# Problem description
For this exercise, transcribe the records below without changing a word.
** Opening Data for review block **
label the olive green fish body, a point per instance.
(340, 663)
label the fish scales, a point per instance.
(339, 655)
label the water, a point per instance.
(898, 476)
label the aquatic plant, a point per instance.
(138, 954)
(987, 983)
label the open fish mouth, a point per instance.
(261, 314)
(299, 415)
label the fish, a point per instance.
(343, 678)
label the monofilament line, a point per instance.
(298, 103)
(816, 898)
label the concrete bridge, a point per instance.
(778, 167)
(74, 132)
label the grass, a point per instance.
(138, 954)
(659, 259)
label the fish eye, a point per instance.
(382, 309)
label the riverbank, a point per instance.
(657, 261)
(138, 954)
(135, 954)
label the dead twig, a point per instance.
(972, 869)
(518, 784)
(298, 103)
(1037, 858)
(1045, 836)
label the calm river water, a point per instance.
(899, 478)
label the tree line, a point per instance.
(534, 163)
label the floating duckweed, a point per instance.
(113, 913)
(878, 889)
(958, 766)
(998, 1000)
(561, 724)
** Closing Data for review block **
# Task output
label the olive green fish body, a point per instance.
(340, 663)
label the fish scales, a point per instance.
(339, 655)
label the water, a point per instance.
(898, 476)
label the aquatic plant, a point per instance.
(138, 954)
(987, 983)
label the open fish mouth, a point per instance.
(261, 314)
(299, 415)
label the fish, a point per instance.
(343, 678)
label the monofilament line, a point per instance.
(298, 103)
(816, 898)
label the concrete bridge, a point per instance.
(778, 167)
(74, 132)
label the grass, a point per instance.
(138, 954)
(659, 259)
label the fish eye, a point per instance.
(382, 309)
label the riverbank, a point per instance.
(657, 261)
(138, 954)
(135, 954)
label the dead twig, a point per instance.
(972, 869)
(518, 784)
(298, 103)
(1037, 858)
(1045, 836)
label the calm river water, a point per instance.
(899, 478)
label the tree line, a point per instance.
(534, 163)
label the floating duckweed, a point per instance.
(113, 913)
(878, 889)
(958, 766)
(998, 1000)
(561, 724)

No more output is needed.